For the records below, give the number of lines in which "white" appears, and add nothing else.

- Material shown:
+ + + + +

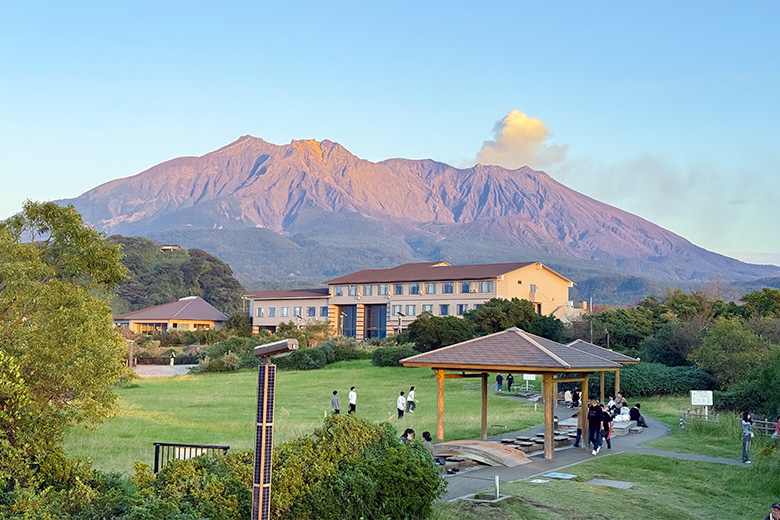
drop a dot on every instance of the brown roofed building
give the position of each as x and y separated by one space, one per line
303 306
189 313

+ + + + +

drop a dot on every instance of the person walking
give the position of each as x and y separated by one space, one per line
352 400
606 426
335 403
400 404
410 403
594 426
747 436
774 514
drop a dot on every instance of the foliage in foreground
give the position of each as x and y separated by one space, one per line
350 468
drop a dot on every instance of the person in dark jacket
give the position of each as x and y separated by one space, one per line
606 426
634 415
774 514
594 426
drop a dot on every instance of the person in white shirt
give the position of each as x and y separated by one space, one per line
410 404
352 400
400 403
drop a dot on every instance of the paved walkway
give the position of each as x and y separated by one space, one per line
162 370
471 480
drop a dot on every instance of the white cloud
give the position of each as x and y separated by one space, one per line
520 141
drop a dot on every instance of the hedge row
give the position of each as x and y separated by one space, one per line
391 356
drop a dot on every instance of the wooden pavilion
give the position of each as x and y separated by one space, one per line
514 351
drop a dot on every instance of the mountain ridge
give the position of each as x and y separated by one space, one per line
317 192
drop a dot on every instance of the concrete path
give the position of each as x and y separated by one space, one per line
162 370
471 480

+ + + + +

- Solved exercise:
2